### Raw data
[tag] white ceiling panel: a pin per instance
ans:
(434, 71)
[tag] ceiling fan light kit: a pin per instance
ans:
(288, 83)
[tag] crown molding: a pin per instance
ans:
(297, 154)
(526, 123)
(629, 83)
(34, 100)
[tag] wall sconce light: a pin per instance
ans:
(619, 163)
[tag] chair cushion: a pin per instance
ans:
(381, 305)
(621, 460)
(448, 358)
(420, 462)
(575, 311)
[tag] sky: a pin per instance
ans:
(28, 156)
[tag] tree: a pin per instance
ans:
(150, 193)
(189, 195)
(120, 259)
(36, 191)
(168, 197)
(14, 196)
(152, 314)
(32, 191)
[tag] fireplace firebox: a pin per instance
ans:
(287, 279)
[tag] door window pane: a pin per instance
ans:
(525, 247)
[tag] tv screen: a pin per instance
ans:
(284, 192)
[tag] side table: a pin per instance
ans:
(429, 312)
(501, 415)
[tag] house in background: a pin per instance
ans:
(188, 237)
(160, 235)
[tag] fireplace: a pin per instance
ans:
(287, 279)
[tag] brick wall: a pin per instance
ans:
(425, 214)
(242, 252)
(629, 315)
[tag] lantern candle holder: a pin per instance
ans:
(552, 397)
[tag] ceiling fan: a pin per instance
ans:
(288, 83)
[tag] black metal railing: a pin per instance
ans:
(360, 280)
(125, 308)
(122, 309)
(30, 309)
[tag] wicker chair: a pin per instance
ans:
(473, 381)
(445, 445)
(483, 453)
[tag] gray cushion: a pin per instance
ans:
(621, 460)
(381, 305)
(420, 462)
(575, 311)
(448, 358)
######
▸ What needs to be done
Copy out each line exactly as written.

▸ Solution for this task
[tag] white ceiling panel: a pin per instance
ans:
(434, 71)
[tag] ceiling fan light kit: a pin per instance
ans:
(288, 83)
[tag] crown molding: a pin per instance
ans:
(297, 154)
(526, 123)
(629, 83)
(34, 100)
[tag] wall sconce light: a pin per instance
ans:
(619, 163)
[tag] chair cushion: a pin per instance
ans:
(381, 305)
(621, 460)
(448, 358)
(420, 462)
(575, 311)
[tag] sky: a pin per instance
ans:
(28, 156)
[tag] tree: a pin per instance
ans:
(150, 193)
(189, 195)
(120, 259)
(36, 191)
(168, 197)
(14, 196)
(152, 314)
(32, 191)
[tag] fireplace firebox: a pin per instance
ans:
(287, 279)
[tag] door window pane: a pin per instance
ans:
(525, 247)
[tag] tv screen: a pin per instance
ans:
(284, 192)
[tag] side table: a pin per instance
ans:
(429, 312)
(501, 415)
[tag] house in background: a pin per instance
ans:
(188, 237)
(160, 235)
[tag] fireplace: a pin per instance
ans:
(287, 279)
[tag] brick wall: a pin per instance
ans:
(425, 214)
(242, 252)
(629, 315)
[tag] lantern candle holder: a pin per instance
ans:
(552, 397)
[tag] ceiling fan: a pin per instance
ans:
(288, 83)
[tag] black metal railing: a pin per instance
ans:
(360, 280)
(125, 308)
(122, 309)
(30, 309)
[tag] wicker chair: a pin per instance
ans:
(473, 381)
(445, 445)
(483, 453)
[tag] gray cushion: a pin per instance
ans:
(621, 460)
(381, 305)
(420, 462)
(575, 311)
(448, 358)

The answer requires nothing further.